Excerpts of pointing data
>> Start

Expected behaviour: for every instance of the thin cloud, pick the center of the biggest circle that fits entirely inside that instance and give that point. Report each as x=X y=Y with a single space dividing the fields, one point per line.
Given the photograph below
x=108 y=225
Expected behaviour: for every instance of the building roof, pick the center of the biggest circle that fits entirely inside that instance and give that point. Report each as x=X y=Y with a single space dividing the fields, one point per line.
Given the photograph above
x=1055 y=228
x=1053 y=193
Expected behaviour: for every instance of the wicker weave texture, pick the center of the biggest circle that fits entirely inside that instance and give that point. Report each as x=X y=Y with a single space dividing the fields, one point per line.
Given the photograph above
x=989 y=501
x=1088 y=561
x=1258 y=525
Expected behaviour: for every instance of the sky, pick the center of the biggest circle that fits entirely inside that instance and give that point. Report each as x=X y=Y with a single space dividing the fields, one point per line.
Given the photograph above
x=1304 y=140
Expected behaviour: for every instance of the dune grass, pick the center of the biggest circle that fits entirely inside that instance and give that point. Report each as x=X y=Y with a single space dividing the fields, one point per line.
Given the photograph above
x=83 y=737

>> End

GOAL: Convert all of the data above into a two-column CSV with the header "text,answer", giving each text and the answer that follows it one row. Put each value in a single quoted field and replace any line breaks with spaces.

RESULT:
text,answer
"Expected behaviour: for every instance of the thin cloud, pick the center of the biggest circle that fits entirely inside that instance and give that point. Report each as x=X y=Y with a single space dividing the fields, one point per line. Given the photograph below","x=108 y=225"
"Expected behaviour: for every instance of the building roof, pick the center of the biggest circle that fits entirely inside that instance and give that point. Report each as x=X y=Y with a single space dividing the fields, one point per line. Given the photograph above","x=1055 y=228 x=1053 y=193"
"Expected behaviour: for every instance of the wicker weave texture, pick the center of the biggest circle that fits entirely inside that instance and give that point. Report each as x=X y=Y with a single space dividing the fields, one point per line. Given the photograph above","x=989 y=501 x=1088 y=561 x=1258 y=525"
"Expected behaviour: for every instance of the sky, pick the center of the biggest circle that fits entirely inside that instance and give that point. Report each as x=X y=Y with a single space dividing the fields, one point per line. Given the photograph above","x=1304 y=140"
"Expected behaviour: for every instance of the dune grass, pick the center of the biggest circle that fits entirely inside that instance and give that point. Report each as x=X y=Y with a single space dividing the fields, one point per line. Given the photograph above","x=83 y=737"